* What the task asks *
Quote the lines below exactly, from the one that holds "segment --target=fly's wing" through the final line of the records, and only those.

* Data provided *

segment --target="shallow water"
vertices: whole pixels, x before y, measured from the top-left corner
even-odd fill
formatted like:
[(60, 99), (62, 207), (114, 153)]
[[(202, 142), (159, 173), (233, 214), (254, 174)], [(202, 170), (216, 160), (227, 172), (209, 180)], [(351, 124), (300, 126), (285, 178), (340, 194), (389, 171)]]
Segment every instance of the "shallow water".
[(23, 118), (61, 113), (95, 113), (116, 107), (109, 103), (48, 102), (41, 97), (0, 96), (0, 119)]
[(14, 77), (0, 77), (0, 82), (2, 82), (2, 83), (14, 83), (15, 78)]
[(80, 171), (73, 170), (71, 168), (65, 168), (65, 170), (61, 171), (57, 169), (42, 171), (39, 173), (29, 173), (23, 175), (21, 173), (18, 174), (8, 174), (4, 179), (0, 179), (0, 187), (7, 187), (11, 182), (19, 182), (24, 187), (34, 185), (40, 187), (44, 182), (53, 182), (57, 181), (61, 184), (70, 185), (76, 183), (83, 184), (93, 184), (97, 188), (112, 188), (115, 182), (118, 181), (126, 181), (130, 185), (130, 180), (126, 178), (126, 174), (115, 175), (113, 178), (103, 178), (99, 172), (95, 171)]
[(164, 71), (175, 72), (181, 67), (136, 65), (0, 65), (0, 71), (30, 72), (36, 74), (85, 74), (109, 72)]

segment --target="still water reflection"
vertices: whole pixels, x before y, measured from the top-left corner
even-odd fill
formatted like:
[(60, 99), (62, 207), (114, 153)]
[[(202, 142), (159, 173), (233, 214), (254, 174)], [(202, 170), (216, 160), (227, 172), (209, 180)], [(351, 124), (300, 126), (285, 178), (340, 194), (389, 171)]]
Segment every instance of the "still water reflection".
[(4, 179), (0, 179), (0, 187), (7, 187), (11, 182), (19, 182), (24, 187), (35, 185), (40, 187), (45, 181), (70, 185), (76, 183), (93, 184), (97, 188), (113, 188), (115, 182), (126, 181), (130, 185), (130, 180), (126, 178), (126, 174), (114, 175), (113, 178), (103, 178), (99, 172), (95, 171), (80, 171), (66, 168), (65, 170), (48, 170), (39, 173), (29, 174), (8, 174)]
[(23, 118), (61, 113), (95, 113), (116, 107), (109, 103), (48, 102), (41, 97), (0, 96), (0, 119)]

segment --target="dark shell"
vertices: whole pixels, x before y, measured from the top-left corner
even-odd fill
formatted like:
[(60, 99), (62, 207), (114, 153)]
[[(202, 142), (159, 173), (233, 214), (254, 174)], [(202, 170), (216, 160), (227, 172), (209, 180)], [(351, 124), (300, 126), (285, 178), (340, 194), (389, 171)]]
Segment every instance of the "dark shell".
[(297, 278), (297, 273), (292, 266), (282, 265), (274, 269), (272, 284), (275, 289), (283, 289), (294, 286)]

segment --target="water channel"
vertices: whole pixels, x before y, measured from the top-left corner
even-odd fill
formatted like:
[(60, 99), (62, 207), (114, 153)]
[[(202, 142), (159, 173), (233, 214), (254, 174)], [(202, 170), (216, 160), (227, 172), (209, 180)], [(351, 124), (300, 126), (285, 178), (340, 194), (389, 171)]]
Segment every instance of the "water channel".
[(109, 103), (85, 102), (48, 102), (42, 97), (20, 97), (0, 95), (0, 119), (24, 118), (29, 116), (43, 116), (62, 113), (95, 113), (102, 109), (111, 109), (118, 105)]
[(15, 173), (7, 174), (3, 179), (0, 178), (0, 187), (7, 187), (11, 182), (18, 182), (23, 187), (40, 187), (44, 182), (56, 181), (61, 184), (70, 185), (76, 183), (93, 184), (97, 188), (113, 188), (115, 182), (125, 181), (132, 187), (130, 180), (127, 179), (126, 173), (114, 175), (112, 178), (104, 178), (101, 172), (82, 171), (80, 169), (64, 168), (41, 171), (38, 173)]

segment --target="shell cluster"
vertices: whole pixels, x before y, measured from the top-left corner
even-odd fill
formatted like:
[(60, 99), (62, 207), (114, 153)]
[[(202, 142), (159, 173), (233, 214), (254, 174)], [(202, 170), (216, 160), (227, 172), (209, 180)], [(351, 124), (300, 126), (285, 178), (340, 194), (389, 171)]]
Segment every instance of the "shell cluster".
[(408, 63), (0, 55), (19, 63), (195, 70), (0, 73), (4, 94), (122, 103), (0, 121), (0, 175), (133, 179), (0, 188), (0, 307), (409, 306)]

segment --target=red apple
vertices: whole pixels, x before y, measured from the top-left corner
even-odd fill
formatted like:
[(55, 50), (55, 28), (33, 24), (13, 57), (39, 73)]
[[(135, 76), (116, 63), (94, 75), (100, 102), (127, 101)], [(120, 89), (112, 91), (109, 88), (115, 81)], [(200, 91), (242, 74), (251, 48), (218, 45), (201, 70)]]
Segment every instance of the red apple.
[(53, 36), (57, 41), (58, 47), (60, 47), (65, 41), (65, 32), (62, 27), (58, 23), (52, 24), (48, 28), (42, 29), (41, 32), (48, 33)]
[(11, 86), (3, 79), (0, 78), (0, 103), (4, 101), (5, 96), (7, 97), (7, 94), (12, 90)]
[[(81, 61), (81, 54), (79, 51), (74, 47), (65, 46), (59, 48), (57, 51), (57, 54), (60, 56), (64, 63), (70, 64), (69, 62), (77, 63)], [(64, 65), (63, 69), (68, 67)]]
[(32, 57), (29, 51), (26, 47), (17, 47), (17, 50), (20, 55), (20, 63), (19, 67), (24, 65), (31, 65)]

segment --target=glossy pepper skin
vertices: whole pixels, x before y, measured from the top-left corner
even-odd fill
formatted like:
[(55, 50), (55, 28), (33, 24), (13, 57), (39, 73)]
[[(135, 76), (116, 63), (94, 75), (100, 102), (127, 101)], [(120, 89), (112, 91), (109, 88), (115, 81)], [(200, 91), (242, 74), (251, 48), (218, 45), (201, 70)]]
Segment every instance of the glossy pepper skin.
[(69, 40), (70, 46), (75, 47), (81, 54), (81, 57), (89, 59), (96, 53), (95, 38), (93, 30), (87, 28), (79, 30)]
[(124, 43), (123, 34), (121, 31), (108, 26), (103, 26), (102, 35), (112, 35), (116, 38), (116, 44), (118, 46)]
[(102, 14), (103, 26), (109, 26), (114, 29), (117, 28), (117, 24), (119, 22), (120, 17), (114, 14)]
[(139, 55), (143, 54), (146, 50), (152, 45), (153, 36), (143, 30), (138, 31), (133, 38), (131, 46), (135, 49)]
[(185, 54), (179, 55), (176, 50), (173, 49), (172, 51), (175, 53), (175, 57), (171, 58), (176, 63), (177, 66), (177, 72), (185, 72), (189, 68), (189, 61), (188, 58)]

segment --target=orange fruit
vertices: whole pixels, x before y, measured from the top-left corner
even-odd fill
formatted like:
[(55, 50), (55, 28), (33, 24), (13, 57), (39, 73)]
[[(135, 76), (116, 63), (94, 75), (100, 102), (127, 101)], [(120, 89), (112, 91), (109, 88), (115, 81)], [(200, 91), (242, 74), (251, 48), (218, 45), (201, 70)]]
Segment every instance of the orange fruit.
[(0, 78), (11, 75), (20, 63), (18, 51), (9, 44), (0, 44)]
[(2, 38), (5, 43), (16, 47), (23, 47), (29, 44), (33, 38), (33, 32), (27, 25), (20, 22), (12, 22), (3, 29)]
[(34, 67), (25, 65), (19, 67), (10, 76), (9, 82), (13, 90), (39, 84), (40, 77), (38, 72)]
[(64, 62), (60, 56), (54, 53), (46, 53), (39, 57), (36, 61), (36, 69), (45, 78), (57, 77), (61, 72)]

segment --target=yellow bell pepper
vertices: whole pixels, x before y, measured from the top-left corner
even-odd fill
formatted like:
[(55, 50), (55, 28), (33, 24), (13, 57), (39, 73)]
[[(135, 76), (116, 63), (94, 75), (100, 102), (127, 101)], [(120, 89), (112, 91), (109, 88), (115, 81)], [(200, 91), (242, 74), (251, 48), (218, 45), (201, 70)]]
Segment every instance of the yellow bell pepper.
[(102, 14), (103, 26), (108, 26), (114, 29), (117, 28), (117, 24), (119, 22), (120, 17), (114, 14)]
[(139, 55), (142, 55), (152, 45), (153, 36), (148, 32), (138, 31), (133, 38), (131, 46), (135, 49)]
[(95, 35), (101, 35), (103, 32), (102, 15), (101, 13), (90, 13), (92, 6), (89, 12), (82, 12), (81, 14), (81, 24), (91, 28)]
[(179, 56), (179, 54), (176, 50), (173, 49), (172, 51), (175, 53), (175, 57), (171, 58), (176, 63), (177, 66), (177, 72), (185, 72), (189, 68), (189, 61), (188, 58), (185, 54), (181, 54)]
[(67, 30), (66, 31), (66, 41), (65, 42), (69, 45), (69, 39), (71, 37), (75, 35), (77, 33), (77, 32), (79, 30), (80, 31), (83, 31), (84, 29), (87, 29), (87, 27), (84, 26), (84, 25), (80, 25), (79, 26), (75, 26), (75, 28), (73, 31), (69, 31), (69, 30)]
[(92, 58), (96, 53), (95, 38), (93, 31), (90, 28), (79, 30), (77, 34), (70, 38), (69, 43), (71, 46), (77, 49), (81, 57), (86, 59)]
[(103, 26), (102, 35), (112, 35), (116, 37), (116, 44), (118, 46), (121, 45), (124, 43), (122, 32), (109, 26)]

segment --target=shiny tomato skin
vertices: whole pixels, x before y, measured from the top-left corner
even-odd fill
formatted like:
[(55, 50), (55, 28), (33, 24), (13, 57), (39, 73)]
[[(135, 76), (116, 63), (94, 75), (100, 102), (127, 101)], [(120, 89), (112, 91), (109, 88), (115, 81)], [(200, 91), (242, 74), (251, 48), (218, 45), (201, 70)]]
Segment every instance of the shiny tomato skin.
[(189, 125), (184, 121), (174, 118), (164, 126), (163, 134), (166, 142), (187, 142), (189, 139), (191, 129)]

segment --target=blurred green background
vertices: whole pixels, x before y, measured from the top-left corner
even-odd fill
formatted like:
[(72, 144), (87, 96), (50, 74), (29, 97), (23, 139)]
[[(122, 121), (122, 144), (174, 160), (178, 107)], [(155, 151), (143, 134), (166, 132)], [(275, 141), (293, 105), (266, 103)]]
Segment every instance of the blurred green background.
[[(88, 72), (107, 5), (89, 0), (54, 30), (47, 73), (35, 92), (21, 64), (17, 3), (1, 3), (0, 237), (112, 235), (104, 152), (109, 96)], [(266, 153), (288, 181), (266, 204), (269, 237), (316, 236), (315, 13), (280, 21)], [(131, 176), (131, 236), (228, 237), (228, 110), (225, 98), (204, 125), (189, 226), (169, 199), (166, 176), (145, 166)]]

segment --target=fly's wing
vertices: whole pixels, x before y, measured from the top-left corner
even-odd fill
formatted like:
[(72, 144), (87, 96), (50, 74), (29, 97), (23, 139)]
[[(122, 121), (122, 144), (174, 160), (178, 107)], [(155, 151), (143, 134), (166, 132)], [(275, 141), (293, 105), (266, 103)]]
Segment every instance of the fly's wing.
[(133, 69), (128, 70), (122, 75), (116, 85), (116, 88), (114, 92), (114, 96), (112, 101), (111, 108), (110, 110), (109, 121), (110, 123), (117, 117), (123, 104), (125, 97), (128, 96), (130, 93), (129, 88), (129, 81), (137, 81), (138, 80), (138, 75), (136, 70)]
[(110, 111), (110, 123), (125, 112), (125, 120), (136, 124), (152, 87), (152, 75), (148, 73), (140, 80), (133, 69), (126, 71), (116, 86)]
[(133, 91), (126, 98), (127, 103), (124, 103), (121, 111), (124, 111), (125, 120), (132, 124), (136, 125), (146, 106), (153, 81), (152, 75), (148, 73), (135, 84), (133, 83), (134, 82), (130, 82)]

* The answer *
segment --target=fly's wing
vertices: whole pixels, x before y, measured from the top-left corner
even-odd fill
formatted like:
[(72, 144), (87, 96), (50, 74), (29, 97), (23, 139)]
[[(122, 121), (122, 144), (174, 160), (178, 107)], [(155, 151), (143, 134), (166, 132)], [(275, 141), (293, 105), (266, 103)]]
Segment every instance of the fly's wing.
[(133, 69), (128, 70), (122, 75), (116, 85), (116, 88), (114, 92), (114, 96), (112, 101), (111, 108), (110, 110), (109, 121), (110, 123), (117, 117), (123, 104), (125, 97), (128, 96), (130, 93), (129, 88), (129, 81), (137, 81), (138, 80), (138, 75), (136, 70)]
[(110, 111), (110, 123), (125, 112), (125, 120), (136, 124), (152, 87), (152, 75), (148, 73), (140, 80), (133, 69), (126, 71), (116, 86)]
[(133, 91), (126, 98), (127, 103), (124, 103), (121, 111), (124, 111), (125, 120), (132, 124), (136, 125), (146, 106), (153, 81), (152, 75), (148, 73), (135, 84), (133, 83), (134, 82), (130, 82)]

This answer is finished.